Texto proporcionado -
....................

La última vez que nos encontramos –nos hemos visto tantas veces en estos años y han sido todos nuestros encuentros tan llenos de buenas cosas– fue el verano pasado. En la Universidad Menéndez Pelayo de Santander, en un curso que llevaba por título «Memoria y celebración del flamenco». Él impartía una conferencia y yo le acompañaba. Así lo hicimos en un montón de ocasiones.

Lo suyo era la palabra y yo le ponía el cante. Formábamos una estupenda pareja. Le recuerdo ahora como un hombre apasionado, totalmente coherente con su manera de creer, un pensador con sentido que sabía y amaba la cultura del flamenco, decía que era la canción más poderosa que existía, un hombre respetado por todos, y de esos quedan ya muy pocos, tan pocos que quizá con su muerte se vaya, si no el último, uno de los últimos.

....................

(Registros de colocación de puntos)

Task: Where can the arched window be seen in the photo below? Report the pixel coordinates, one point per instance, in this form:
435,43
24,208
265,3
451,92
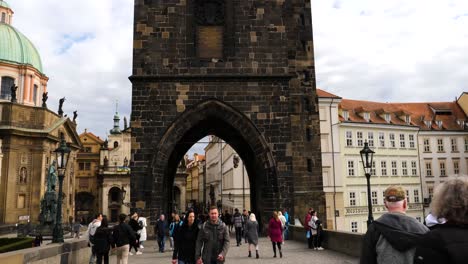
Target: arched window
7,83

....................

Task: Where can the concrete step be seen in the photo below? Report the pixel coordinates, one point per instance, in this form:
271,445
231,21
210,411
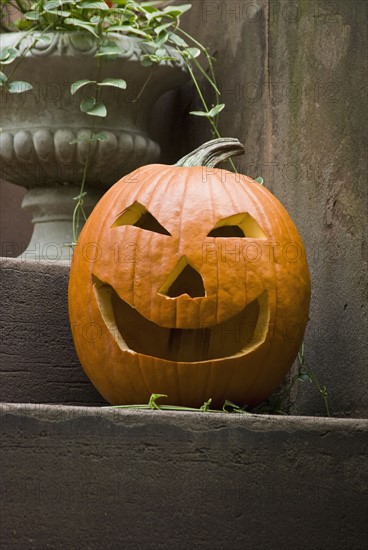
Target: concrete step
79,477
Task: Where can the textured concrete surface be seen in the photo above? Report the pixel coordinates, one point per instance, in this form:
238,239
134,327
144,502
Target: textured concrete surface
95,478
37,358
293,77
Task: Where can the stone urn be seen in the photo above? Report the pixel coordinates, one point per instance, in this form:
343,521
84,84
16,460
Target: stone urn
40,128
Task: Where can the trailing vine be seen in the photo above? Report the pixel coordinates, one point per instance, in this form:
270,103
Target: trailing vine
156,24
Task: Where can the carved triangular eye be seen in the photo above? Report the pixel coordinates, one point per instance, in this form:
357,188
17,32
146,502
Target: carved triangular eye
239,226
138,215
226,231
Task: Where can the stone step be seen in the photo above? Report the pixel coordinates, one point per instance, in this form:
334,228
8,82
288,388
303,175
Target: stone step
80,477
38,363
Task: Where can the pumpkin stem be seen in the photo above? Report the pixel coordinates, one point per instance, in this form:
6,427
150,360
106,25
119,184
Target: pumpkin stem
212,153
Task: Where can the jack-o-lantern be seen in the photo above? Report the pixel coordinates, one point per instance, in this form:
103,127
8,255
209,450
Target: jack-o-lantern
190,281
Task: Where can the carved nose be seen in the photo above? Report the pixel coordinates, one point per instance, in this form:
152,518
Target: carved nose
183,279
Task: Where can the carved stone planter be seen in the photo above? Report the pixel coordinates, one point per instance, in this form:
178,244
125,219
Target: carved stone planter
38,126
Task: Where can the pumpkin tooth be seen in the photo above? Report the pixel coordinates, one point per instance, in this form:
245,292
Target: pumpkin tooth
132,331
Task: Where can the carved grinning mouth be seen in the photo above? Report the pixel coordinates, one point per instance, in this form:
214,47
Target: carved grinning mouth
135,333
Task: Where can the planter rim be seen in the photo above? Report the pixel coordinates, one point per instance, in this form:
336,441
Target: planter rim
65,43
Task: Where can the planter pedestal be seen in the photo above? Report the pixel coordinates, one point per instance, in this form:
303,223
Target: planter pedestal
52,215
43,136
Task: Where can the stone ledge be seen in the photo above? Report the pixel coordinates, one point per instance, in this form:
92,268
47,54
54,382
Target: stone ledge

....................

Enunciado del ejercicio - Prosigue el texto en memoria del conferenciante apasionado por el flamenco a partir de su última oración. Para resolver el ejercicio no es necesario consultar los registros.

Resultado -
Su marcha, qué día más duro es el de hoy, deja un hueco, un vacío dentro de la cultura del flamenco que será casi imposible llenar. Sabía que no estaba bien, que estaba malito, pero es un jarro de agua fría el pensar que se nos acaba de ir para siempre. Cómo recuerdo ahora las veces que nos hemos visto en los Colegios Mayores. Félix, que hace honor a su apellido, es la época buena, de la de la verdad del flamenco, la encarna a la perfección. Hay una frase que le define: se nos va un hombre sabio.